Print the lines below word for word, starting at the line that contains "the black metal" and stopping after the line that contains "(1126, 568)", with both of those lines included.

(Point labeling data from photos)
- - -

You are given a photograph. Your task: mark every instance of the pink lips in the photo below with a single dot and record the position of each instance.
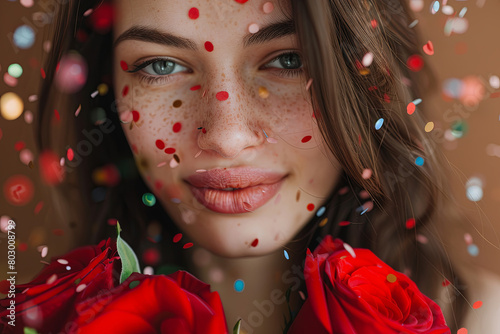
(258, 186)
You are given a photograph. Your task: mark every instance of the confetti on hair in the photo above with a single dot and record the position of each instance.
(209, 46)
(349, 249)
(309, 83)
(193, 13)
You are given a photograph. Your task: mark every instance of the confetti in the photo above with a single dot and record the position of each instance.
(239, 285)
(209, 46)
(222, 96)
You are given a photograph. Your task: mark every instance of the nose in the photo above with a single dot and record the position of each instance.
(230, 117)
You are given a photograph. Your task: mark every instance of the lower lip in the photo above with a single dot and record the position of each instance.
(237, 201)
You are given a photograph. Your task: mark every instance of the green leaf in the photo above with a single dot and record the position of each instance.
(130, 263)
(237, 326)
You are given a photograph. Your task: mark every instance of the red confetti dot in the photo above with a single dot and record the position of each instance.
(160, 144)
(194, 13)
(415, 63)
(123, 65)
(18, 190)
(177, 127)
(135, 115)
(410, 109)
(19, 146)
(125, 91)
(170, 150)
(177, 237)
(38, 207)
(209, 46)
(306, 139)
(410, 223)
(222, 96)
(70, 154)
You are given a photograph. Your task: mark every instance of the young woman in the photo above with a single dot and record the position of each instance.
(304, 105)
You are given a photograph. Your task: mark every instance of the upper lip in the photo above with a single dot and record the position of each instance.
(237, 177)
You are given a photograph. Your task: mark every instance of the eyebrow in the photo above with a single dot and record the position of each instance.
(152, 35)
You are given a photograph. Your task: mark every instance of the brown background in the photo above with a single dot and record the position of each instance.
(476, 52)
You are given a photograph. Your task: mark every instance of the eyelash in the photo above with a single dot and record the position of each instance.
(162, 79)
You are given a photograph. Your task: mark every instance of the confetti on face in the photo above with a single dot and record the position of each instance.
(135, 115)
(123, 65)
(193, 13)
(209, 46)
(415, 63)
(222, 96)
(410, 223)
(268, 7)
(253, 28)
(18, 190)
(429, 48)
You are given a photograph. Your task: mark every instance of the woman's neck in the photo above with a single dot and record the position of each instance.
(262, 303)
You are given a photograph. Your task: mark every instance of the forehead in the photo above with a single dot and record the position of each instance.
(206, 18)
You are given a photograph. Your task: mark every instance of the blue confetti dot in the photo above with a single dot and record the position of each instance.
(419, 161)
(239, 285)
(320, 211)
(473, 250)
(24, 37)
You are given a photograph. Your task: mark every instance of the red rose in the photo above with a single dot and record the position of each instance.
(361, 294)
(46, 302)
(175, 304)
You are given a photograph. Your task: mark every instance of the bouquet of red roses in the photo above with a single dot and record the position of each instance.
(349, 291)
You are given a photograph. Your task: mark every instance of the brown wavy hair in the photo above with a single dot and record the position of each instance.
(347, 99)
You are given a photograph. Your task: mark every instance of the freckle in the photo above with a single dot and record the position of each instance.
(123, 65)
(170, 150)
(125, 91)
(160, 144)
(209, 46)
(177, 127)
(253, 28)
(222, 96)
(306, 139)
(135, 115)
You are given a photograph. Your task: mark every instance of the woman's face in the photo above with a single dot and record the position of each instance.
(202, 93)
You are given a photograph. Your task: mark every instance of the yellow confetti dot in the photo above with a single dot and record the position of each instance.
(429, 127)
(103, 89)
(263, 92)
(391, 278)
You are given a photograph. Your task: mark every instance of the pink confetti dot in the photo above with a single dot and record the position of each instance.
(194, 13)
(209, 46)
(177, 127)
(160, 144)
(123, 65)
(222, 96)
(306, 139)
(268, 7)
(135, 115)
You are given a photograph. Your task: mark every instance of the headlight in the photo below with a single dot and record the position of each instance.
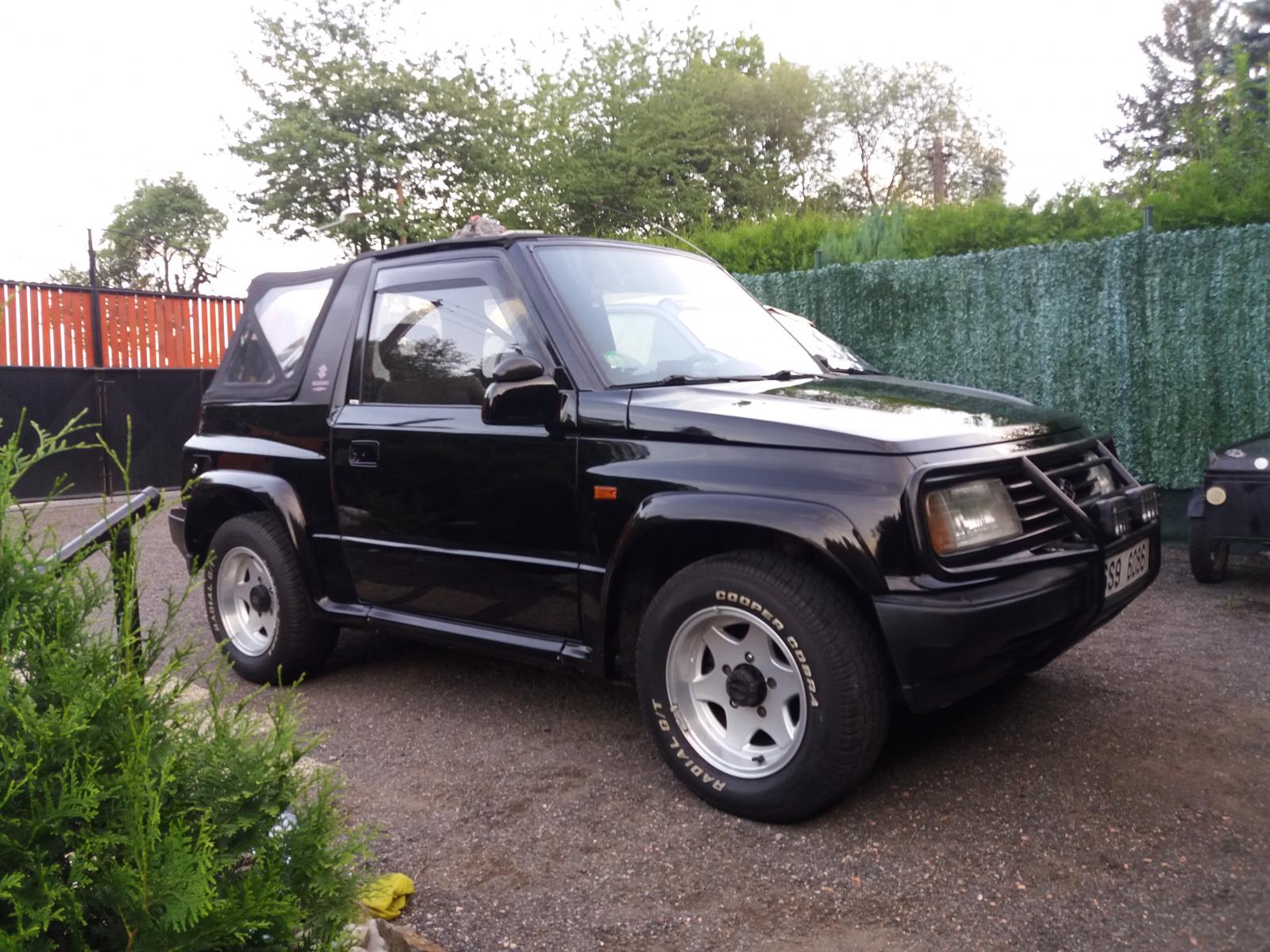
(971, 514)
(1102, 476)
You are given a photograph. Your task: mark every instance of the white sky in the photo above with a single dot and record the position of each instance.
(95, 95)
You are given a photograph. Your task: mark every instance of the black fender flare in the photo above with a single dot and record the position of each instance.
(822, 527)
(1195, 505)
(268, 493)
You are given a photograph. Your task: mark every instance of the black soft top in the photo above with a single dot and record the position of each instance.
(251, 368)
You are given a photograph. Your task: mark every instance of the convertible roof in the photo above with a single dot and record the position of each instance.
(444, 244)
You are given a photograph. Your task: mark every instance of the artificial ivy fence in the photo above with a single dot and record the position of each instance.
(1160, 340)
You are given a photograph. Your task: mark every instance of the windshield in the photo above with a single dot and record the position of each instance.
(832, 355)
(654, 317)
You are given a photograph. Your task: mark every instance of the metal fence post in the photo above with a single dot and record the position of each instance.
(94, 305)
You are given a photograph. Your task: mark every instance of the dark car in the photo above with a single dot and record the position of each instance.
(1232, 505)
(610, 457)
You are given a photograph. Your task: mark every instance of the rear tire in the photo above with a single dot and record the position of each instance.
(258, 605)
(1208, 556)
(802, 658)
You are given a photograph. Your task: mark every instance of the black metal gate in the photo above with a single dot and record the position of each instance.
(162, 405)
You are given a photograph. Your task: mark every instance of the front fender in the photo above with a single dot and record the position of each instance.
(822, 527)
(226, 493)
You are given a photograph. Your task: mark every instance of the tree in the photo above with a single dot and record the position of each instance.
(910, 137)
(1180, 61)
(342, 121)
(667, 130)
(159, 240)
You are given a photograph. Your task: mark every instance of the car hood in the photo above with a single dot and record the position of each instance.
(1242, 457)
(869, 413)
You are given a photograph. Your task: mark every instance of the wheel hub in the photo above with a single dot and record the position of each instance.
(747, 687)
(260, 600)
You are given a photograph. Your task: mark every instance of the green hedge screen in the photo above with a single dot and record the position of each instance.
(1159, 340)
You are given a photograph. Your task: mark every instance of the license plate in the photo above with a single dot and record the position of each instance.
(1126, 568)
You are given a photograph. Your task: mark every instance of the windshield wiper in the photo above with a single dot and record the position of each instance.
(787, 374)
(679, 380)
(835, 368)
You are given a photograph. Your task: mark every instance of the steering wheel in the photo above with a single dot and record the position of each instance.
(618, 361)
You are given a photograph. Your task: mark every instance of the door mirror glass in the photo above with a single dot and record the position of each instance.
(521, 393)
(514, 368)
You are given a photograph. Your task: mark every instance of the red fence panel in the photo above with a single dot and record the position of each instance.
(51, 325)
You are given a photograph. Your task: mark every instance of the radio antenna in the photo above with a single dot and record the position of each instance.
(656, 225)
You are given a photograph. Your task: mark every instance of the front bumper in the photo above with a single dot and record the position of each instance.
(949, 643)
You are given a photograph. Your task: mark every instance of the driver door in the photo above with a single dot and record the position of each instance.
(442, 516)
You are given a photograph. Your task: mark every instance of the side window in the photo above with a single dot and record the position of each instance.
(438, 330)
(273, 336)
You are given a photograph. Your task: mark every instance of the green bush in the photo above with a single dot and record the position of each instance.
(133, 818)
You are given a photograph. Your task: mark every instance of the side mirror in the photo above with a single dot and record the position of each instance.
(521, 393)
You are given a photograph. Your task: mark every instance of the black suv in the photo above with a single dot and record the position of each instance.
(610, 457)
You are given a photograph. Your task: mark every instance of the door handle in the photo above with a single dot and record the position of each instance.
(364, 452)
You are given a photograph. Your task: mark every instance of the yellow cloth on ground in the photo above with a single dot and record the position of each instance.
(385, 898)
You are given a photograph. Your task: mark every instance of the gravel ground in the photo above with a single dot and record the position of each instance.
(1117, 800)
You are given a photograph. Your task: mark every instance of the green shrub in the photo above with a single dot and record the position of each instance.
(133, 818)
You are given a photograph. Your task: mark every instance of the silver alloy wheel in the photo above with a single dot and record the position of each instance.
(714, 668)
(247, 601)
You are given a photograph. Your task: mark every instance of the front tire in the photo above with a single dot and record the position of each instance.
(260, 606)
(1208, 556)
(764, 685)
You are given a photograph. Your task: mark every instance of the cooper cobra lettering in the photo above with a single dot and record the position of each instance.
(778, 625)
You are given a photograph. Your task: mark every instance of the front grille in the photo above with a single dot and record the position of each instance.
(1043, 520)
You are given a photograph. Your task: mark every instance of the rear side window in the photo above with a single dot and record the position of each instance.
(275, 336)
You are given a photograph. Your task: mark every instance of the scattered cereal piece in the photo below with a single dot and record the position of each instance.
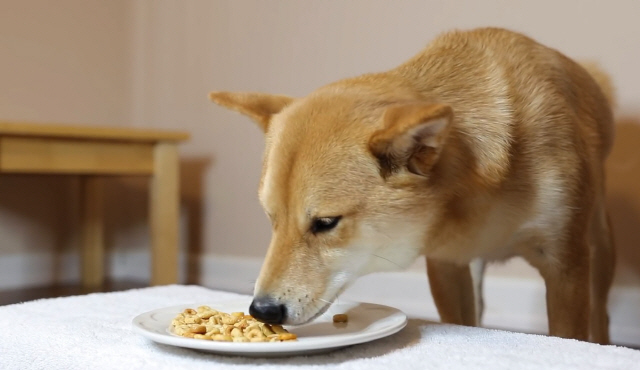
(342, 317)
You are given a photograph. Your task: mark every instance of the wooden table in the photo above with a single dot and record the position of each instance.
(93, 152)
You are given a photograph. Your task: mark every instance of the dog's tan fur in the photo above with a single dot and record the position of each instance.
(486, 145)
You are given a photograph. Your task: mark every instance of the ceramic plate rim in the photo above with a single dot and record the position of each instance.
(397, 321)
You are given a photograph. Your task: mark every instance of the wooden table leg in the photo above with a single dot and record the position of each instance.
(164, 215)
(92, 232)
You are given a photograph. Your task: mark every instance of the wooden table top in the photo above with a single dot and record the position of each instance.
(89, 132)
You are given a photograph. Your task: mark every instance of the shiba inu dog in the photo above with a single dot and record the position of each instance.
(484, 146)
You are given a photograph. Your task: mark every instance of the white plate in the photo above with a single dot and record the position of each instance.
(367, 322)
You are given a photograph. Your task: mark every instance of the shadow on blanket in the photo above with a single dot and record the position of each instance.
(407, 337)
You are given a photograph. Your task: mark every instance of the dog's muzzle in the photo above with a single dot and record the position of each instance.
(268, 311)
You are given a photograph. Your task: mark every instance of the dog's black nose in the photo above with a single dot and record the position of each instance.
(267, 311)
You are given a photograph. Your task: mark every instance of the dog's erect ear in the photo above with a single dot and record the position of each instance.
(412, 137)
(257, 106)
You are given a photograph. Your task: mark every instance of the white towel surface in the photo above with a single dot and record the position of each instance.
(94, 332)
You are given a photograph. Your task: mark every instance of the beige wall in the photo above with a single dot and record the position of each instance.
(60, 61)
(151, 63)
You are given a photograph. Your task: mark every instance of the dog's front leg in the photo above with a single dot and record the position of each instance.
(453, 292)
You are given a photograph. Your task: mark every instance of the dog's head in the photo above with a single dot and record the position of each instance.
(345, 183)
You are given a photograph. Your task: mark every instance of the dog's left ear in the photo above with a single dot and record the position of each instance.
(412, 137)
(257, 106)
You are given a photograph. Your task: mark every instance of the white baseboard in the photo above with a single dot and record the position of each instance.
(516, 304)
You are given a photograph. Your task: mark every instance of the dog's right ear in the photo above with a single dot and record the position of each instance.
(257, 106)
(412, 137)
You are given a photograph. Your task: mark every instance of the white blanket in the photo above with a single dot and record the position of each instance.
(94, 332)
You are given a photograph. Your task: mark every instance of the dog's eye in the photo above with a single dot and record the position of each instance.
(322, 224)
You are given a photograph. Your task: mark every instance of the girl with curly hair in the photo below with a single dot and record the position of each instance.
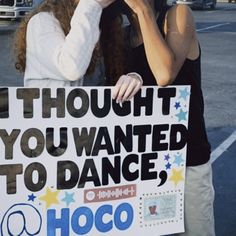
(58, 45)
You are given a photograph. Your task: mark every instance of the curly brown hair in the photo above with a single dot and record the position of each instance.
(111, 44)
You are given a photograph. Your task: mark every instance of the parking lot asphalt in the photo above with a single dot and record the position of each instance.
(217, 36)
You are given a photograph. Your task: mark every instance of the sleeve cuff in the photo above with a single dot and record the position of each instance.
(91, 8)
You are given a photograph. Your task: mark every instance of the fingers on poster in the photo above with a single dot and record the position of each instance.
(158, 201)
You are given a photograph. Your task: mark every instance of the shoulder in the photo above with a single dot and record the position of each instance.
(181, 17)
(43, 23)
(43, 19)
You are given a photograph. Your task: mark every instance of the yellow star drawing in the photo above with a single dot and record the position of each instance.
(176, 176)
(50, 197)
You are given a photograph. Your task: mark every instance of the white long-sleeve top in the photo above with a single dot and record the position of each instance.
(56, 60)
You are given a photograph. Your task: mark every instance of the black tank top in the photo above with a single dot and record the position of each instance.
(198, 147)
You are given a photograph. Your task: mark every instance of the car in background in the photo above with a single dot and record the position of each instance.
(16, 8)
(202, 4)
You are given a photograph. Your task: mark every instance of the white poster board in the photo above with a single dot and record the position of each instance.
(74, 162)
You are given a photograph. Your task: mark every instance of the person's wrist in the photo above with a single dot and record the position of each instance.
(136, 76)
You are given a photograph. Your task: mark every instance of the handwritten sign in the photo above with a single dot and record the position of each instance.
(75, 162)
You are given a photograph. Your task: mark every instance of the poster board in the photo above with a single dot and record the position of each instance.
(74, 162)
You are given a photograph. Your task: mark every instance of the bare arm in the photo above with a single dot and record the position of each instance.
(165, 56)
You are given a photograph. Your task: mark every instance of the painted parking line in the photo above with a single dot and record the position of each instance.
(213, 26)
(223, 147)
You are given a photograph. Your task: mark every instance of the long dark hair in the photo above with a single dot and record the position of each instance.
(113, 67)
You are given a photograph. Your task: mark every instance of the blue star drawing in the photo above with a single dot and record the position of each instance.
(168, 166)
(69, 198)
(178, 159)
(31, 197)
(184, 94)
(167, 157)
(177, 105)
(182, 115)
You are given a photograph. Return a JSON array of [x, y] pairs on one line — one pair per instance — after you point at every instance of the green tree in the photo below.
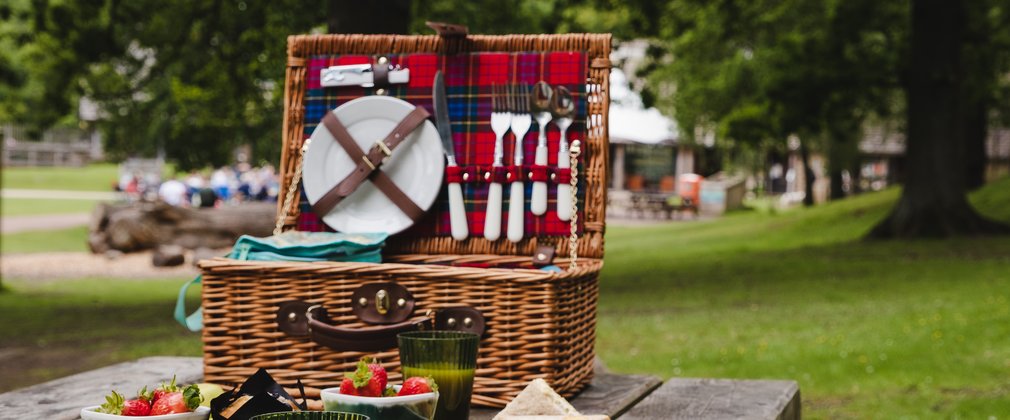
[[939, 95]]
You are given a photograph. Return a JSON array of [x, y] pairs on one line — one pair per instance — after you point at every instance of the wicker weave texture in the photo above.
[[539, 324], [597, 47]]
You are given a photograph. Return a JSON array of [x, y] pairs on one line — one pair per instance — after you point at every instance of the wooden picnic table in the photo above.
[[637, 397]]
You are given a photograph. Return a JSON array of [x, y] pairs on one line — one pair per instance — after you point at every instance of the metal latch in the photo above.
[[360, 75]]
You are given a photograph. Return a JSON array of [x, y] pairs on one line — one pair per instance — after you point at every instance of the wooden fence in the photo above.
[[57, 147]]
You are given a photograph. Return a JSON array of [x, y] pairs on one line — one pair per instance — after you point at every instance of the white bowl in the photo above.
[[385, 408], [91, 413]]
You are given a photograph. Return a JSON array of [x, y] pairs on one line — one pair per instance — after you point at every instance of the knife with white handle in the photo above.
[[521, 120], [539, 101], [457, 213], [500, 122], [564, 108]]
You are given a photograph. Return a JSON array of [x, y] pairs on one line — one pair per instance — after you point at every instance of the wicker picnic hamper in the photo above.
[[538, 323]]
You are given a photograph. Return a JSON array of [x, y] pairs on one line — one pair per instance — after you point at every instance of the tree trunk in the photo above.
[[980, 64], [357, 16], [141, 226], [976, 129], [808, 176], [933, 201]]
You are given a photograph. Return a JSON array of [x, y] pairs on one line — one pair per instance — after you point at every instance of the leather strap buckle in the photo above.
[[365, 158], [385, 148]]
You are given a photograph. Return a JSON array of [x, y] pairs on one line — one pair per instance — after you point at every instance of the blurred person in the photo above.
[[219, 183], [174, 192], [195, 182], [271, 187]]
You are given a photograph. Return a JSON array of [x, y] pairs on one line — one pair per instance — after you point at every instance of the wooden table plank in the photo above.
[[64, 398], [720, 399], [609, 394]]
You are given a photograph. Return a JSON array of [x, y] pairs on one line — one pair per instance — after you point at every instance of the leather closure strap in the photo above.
[[380, 74], [368, 165], [302, 319]]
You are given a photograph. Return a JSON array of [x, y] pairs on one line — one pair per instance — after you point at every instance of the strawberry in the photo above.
[[136, 407], [379, 377], [347, 387], [417, 385], [115, 404], [368, 381], [164, 389], [183, 401]]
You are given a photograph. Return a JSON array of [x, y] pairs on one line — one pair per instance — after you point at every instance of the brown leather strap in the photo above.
[[301, 319], [371, 338], [367, 165], [447, 29], [380, 75]]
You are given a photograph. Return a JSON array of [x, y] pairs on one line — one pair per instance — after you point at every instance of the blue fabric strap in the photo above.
[[193, 322]]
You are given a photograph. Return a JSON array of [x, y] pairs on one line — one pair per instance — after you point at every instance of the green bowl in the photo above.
[[312, 415]]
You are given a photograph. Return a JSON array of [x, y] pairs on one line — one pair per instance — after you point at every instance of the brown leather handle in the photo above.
[[370, 338], [302, 319]]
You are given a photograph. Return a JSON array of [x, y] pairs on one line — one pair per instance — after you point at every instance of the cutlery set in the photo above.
[[514, 107]]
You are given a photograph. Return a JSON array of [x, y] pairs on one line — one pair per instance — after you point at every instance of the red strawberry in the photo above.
[[183, 401], [139, 406], [136, 407], [164, 389], [113, 404], [368, 381], [347, 387], [417, 385], [379, 376]]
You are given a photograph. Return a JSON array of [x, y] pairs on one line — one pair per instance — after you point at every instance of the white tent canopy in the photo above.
[[630, 121]]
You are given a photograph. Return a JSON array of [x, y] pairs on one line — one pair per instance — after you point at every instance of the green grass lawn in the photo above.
[[869, 329], [60, 240], [36, 206], [68, 326], [97, 177], [890, 329]]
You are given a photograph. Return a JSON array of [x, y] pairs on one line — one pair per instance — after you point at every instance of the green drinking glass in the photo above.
[[311, 415], [447, 356]]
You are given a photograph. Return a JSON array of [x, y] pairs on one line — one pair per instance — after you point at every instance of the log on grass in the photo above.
[[138, 226]]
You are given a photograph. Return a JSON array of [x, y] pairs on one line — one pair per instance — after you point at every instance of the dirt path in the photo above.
[[40, 267], [60, 194], [14, 224]]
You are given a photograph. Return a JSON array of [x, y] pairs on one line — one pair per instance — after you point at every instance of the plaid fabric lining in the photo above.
[[469, 80]]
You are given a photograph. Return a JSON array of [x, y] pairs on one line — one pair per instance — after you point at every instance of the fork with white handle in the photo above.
[[501, 119], [521, 120]]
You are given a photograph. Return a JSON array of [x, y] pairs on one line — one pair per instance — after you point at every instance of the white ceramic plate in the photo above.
[[90, 413], [416, 167]]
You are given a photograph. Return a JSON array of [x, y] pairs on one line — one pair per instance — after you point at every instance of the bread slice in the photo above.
[[556, 418], [538, 399]]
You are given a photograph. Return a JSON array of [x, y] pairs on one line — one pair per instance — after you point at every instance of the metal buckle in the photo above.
[[367, 162], [385, 149]]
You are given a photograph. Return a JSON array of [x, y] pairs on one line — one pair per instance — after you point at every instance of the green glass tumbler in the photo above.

- - -

* [EXERCISE RESPONSE]
You are given a photograph. Your task: mark every instance of the black metal gate in the photo above with a single dot and record the position of each instance.
(162, 405)
You are given a photograph. Your task: mark every instance of the front fender in the photo above with a single dot and record the position of each instance.
(822, 527)
(226, 493)
You are given a photograph. Your task: mark every instance of the tree in the photo above with a single dot and record the position of each instance.
(910, 137)
(1180, 61)
(342, 121)
(667, 130)
(159, 240)
You are given a photograph. Your task: mark every instance of the car hood in the photo above with a single dot and record the position of each instance.
(1242, 457)
(869, 413)
You are given a photograph. Your task: mark every instance of the wheel hub in the photo above with a single dot and record the position of each instance.
(747, 687)
(260, 600)
You are given a photograph. Your task: mark every instance of the green hedge screen in the photo above with a single dot and record the position of each instance.
(1159, 340)
You are given a photograph. Your task: mark every instance of the license plate in the photo above with a single dot and record the position of each instance.
(1126, 568)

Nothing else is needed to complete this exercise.